## What is being asked:
According to the Prague travel tips, which bus did the writers take from outside the airport terminal?

It runs from 5am till Midnight everyday, with frequent services on its three lines. Tickets can be bought from machines at the stations, from the ticket counter or from news-stands.
There are a few different ticket options. Single non-transfer tickets allow you to travel up to 4 metro stops, but not to transfer from one line to another….like we did until we worked it out…. Single-transfer tickets are valid for one hour after validation, on all lines.
Make sure you have a valid ticket….we ran into ticket inspectors a couple of times during our stay.
A metro map can be downloaded via the website link.
Written Dec 29, 2005
Taxi's are quite expensive in Prague so we took a bus from the airport up to the main town of Prague. We got the 119 bus outside the terminal building which is easily found. Make sure you buy your ticket inside the airport before you get on. Its only 20 CZK per person.
The journey is only around 10 minutes long and is alot cheaper than a taxi. We were quoted between 600-850 CZK to go to the Old Town so save your money and take the bus.
Written Apr 19, 2006
To reach downtown Prague from Ruzyne airport, the cheapest option is to buy a timed bus/metro/trolley ticket, good for an hour, a day, etc. The booth is near the airport exit. Validate the ticket in the yellow box on the airport bus, which runs every 10 minutes. At "Dejvicka," get off the bus, go down the stairs, insert the same ticket in the turnstile and get on the Metro. The whole trip takes 45-50 minutes.
But first things first. Go to currency exchange and pick up some koruna (Kc). Don't exchange large sums of money . There are plenty of places downtown that charge no commission and offer a better exchange rate. But a word of caution: Don't be tempted by guys who approach you in the street and offer what sounds like a great rate. They are rip-off artists. A friend of mine was dumb enough to fall for it. The "money-changer" walked off with a few hundred dollars of his, leaving him with a large wad of out-of-circulation bills from another country.
Next, head for tourist information. Ask for a free map and have the clerk circle the location of your hotel. If you plan to use public transportation, ask the clerk to write the names of the stops on a slip of paper for you. From my experience, you will be very lucky to find anyone who speaks English - or ANY language other than Czech. In fact, most of the people I tried to get directions from on the street walked right past me, as if I were invisible. Since I don't look very suspicious, and I was traveling with my little daughter, I found it a bit strange. A holdover from Communist times, or something. But we did find our way in the end - and armed with that slip of paper (do you really think anyone is going to understand your feeble attempts at Czech pronunciation?) - so will you.

## Material:
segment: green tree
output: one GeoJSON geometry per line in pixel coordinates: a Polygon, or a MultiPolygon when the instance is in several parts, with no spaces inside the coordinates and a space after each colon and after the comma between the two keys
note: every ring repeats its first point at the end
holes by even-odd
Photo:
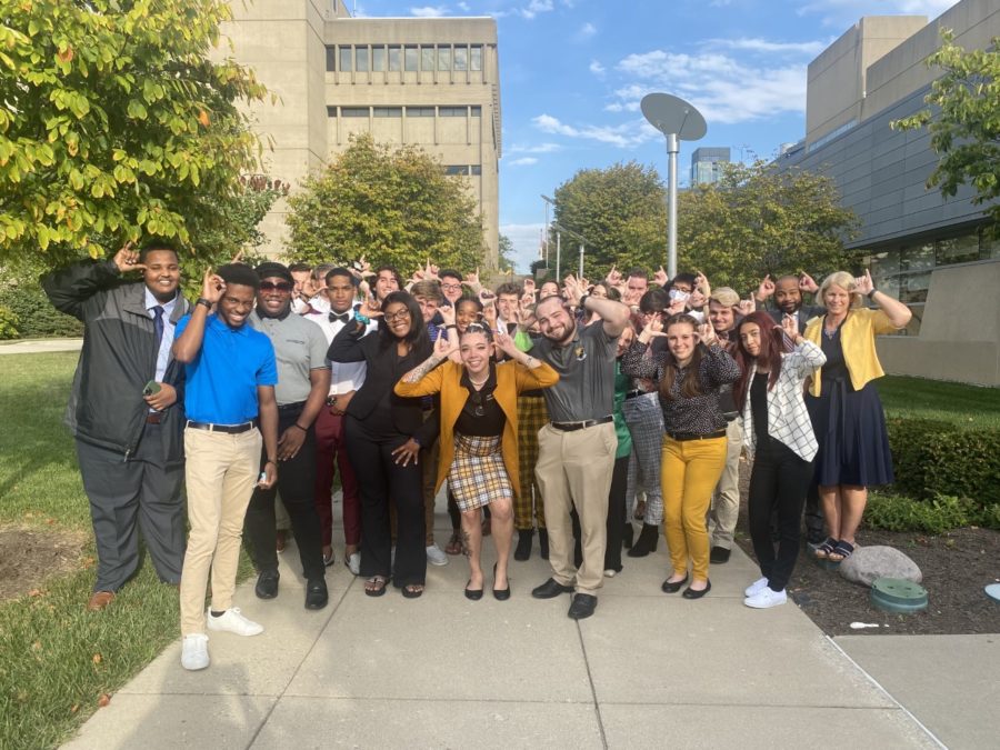
{"type": "MultiPolygon", "coordinates": [[[[1000,37],[993,37],[988,50],[964,50],[944,29],[941,47],[926,63],[943,71],[923,99],[931,108],[896,120],[892,127],[930,130],[931,148],[940,160],[928,188],[939,187],[951,197],[968,183],[976,190],[973,203],[994,201],[1000,198],[1000,37]]],[[[987,213],[996,230],[1000,203],[987,213]]]]}
{"type": "Polygon", "coordinates": [[[426,259],[472,269],[484,257],[476,201],[460,178],[413,146],[350,146],[288,199],[289,256],[297,260],[392,263],[402,272],[426,259]]]}
{"type": "MultiPolygon", "coordinates": [[[[636,161],[581,169],[556,189],[556,223],[587,240],[583,269],[590,279],[619,269],[659,267],[667,238],[666,191],[652,167],[636,161]]],[[[556,230],[550,238],[556,268],[556,230]]],[[[579,240],[562,236],[562,272],[576,271],[579,240]]]]}
{"type": "Polygon", "coordinates": [[[678,264],[747,294],[770,273],[824,276],[849,260],[857,228],[832,179],[773,163],[726,164],[678,200],[678,264]]]}
{"type": "Polygon", "coordinates": [[[209,58],[228,18],[223,0],[4,0],[0,262],[52,267],[143,234],[217,259],[204,236],[230,233],[259,150],[241,106],[266,96],[209,58]]]}

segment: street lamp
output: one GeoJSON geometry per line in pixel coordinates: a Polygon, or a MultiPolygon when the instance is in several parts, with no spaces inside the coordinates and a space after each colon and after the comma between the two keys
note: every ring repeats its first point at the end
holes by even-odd
{"type": "Polygon", "coordinates": [[[704,138],[708,126],[693,104],[669,93],[648,93],[639,106],[649,123],[667,137],[667,274],[672,279],[677,276],[677,142],[704,138]]]}

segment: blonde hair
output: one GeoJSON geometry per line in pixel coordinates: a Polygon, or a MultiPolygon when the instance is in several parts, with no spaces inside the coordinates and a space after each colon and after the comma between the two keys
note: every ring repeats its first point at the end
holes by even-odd
{"type": "Polygon", "coordinates": [[[857,308],[861,304],[861,293],[854,291],[854,277],[847,271],[834,271],[823,279],[819,291],[817,292],[817,298],[823,306],[827,303],[827,290],[830,287],[840,287],[846,290],[851,296],[852,308],[857,308]]]}

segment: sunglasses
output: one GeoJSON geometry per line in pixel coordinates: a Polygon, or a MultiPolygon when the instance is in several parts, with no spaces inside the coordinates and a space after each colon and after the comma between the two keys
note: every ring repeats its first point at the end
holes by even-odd
{"type": "Polygon", "coordinates": [[[294,284],[290,284],[288,281],[279,281],[278,283],[274,283],[273,281],[260,282],[261,291],[290,292],[292,289],[294,289],[294,284]]]}

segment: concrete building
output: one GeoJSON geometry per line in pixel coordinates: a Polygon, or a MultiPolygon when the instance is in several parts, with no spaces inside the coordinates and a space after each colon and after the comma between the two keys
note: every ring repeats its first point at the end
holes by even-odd
{"type": "Polygon", "coordinates": [[[944,199],[926,182],[938,163],[926,129],[892,130],[924,109],[938,73],[924,60],[954,31],[966,49],[1000,36],[997,0],[962,0],[933,22],[922,16],[861,19],[809,66],[806,139],[782,164],[831,176],[861,219],[849,247],[876,286],[913,310],[902,336],[882,337],[890,372],[1000,384],[1000,241],[961,188],[944,199]]]}
{"type": "Polygon", "coordinates": [[[691,154],[691,187],[711,184],[722,177],[722,164],[730,161],[729,147],[701,147],[691,154]]]}
{"type": "MultiPolygon", "coordinates": [[[[493,263],[499,240],[500,76],[492,18],[351,18],[342,0],[232,3],[222,33],[279,97],[253,108],[264,169],[292,186],[352,133],[417,144],[463,179],[493,263]]],[[[287,206],[262,224],[279,253],[287,206]]]]}

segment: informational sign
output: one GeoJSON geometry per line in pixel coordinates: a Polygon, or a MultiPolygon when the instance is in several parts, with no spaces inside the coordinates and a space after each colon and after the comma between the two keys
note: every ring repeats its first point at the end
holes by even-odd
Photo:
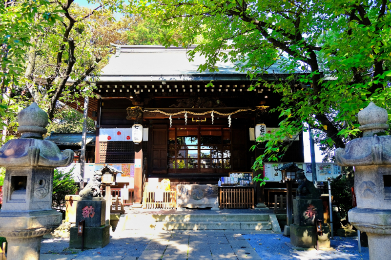
{"type": "Polygon", "coordinates": [[[129,189],[127,188],[123,188],[121,189],[121,198],[122,201],[127,200],[129,200],[129,189]]]}
{"type": "Polygon", "coordinates": [[[85,220],[80,220],[78,225],[78,236],[81,237],[84,233],[84,227],[85,225],[85,220]]]}
{"type": "MultiPolygon", "coordinates": [[[[116,182],[125,183],[129,188],[134,187],[134,163],[107,163],[116,170],[123,173],[117,175],[116,182]]],[[[94,172],[104,166],[104,163],[86,163],[85,165],[84,179],[91,181],[94,177],[94,172]]],[[[72,169],[72,174],[75,181],[79,182],[81,179],[80,175],[80,163],[71,163],[67,167],[57,168],[65,172],[69,172],[72,169]]]]}
{"type": "MultiPolygon", "coordinates": [[[[276,171],[288,162],[275,163],[267,162],[264,165],[265,176],[269,178],[268,181],[280,181],[281,180],[281,171],[276,171]]],[[[296,165],[300,169],[303,169],[306,174],[306,177],[309,180],[312,180],[312,170],[311,164],[309,163],[297,163],[296,165]]],[[[328,178],[336,178],[342,173],[341,167],[336,163],[329,162],[316,163],[316,179],[318,181],[324,181],[328,178]]]]}
{"type": "Polygon", "coordinates": [[[141,168],[141,159],[134,159],[134,167],[141,168]]]}
{"type": "Polygon", "coordinates": [[[132,127],[132,137],[135,143],[143,141],[143,125],[134,124],[132,127]]]}

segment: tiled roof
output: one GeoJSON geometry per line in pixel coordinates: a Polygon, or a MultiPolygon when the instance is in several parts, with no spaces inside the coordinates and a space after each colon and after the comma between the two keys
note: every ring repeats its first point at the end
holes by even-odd
{"type": "MultiPolygon", "coordinates": [[[[116,48],[117,53],[102,69],[100,81],[243,80],[247,77],[247,73],[236,71],[235,64],[229,61],[218,61],[218,72],[200,72],[197,69],[206,62],[205,56],[196,55],[194,61],[189,62],[188,49],[182,47],[117,45],[116,48]]],[[[269,73],[284,73],[277,65],[267,70],[269,73]]]]}
{"type": "MultiPolygon", "coordinates": [[[[86,145],[95,145],[95,133],[87,133],[86,145]]],[[[52,133],[45,140],[57,145],[82,145],[82,133],[52,133]]]]}

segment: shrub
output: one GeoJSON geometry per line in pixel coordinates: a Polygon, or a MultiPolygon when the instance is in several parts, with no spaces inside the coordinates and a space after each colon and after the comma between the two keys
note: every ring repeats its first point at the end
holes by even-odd
{"type": "Polygon", "coordinates": [[[77,191],[76,183],[73,179],[72,173],[74,167],[69,172],[54,169],[53,181],[53,200],[52,206],[61,209],[65,204],[65,196],[74,194],[77,191]]]}
{"type": "Polygon", "coordinates": [[[348,212],[353,208],[351,202],[351,187],[354,178],[344,175],[339,180],[334,179],[331,184],[333,204],[338,207],[341,218],[348,219],[348,212]]]}

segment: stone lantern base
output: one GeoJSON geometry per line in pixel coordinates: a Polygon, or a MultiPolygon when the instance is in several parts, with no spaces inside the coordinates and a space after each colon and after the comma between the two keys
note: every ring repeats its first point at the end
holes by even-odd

## In response:
The 119 bus.